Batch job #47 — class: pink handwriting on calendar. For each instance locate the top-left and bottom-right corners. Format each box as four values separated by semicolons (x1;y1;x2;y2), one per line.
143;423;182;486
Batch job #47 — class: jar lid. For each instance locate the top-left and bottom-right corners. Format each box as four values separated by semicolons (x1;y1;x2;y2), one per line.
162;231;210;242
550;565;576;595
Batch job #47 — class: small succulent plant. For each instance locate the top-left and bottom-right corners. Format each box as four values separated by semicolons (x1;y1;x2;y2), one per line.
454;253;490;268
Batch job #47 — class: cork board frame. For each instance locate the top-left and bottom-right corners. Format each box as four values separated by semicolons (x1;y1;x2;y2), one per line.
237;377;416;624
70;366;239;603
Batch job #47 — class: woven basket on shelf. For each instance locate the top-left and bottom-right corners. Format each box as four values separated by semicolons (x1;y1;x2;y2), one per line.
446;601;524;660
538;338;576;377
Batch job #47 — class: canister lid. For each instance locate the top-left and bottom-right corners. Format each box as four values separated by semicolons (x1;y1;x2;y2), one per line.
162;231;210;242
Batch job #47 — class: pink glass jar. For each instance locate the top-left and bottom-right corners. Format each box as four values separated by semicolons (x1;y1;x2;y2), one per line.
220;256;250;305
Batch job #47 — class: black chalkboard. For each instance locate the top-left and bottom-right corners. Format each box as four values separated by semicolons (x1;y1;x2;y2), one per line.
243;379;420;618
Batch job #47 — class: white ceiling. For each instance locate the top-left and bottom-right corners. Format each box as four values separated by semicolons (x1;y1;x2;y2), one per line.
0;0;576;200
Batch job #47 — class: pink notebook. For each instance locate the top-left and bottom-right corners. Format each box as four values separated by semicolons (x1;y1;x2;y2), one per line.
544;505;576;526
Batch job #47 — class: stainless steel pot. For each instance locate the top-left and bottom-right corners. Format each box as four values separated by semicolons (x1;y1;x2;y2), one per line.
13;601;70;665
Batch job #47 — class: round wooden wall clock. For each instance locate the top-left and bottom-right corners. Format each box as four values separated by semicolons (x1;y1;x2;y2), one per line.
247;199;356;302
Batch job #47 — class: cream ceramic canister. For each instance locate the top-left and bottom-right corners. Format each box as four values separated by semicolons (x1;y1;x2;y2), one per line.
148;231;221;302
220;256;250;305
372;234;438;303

#####

Given problem - Which lines of the records above contain the word "canister"? Gather each of them and copy it out in full.

Task output -
Batch job #47 — class: canister lid. For each instance locate the top-left and bottom-right corners. Format each box as four values separated by semicolons (x1;y1;x2;y2), one per line.
Batch job #47 — class: cream ceramic canister. For each instance locate the top-left and bottom-right corners. Format each box as four values separated by semicolons (x1;y1;x2;y2), one per line.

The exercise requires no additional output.